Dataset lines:
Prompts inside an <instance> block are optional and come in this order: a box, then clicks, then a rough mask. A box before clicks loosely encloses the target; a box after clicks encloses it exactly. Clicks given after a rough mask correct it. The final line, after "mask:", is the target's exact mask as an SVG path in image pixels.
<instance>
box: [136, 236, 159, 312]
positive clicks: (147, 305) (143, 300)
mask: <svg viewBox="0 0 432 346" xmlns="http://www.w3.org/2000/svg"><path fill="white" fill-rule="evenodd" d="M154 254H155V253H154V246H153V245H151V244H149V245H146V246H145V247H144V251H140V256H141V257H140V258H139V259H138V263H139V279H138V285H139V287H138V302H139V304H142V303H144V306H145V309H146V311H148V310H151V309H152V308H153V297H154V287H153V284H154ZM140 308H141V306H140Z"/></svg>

• **Job**
Reproduce every line above word for word, without changing anything.

• **The answer**
Prompts inside an <instance> block are optional and come in this order: a box, then clicks, then a rough mask. A box before clicks loosely encloses the target; a box after clicks encloses it exactly. Clicks given after a rough mask correct it. The final line, after "mask:", is the target's exact mask as an SVG path in image pixels.
<instance>
box: [136, 236, 159, 312]
positive clicks: (147, 305) (143, 300)
mask: <svg viewBox="0 0 432 346" xmlns="http://www.w3.org/2000/svg"><path fill="white" fill-rule="evenodd" d="M154 254H155V253H154V246H153V245H151V244H149V245H146V246H145V247H144V251H140V256H141V257H140V258H139V259H138V263H139V279H138V285H139V287H138V302H139V304H142V303H144V306H145V309H146V311H148V310H151V309H152V308H153V297H154V287H153V284H154ZM140 308H141V306H140Z"/></svg>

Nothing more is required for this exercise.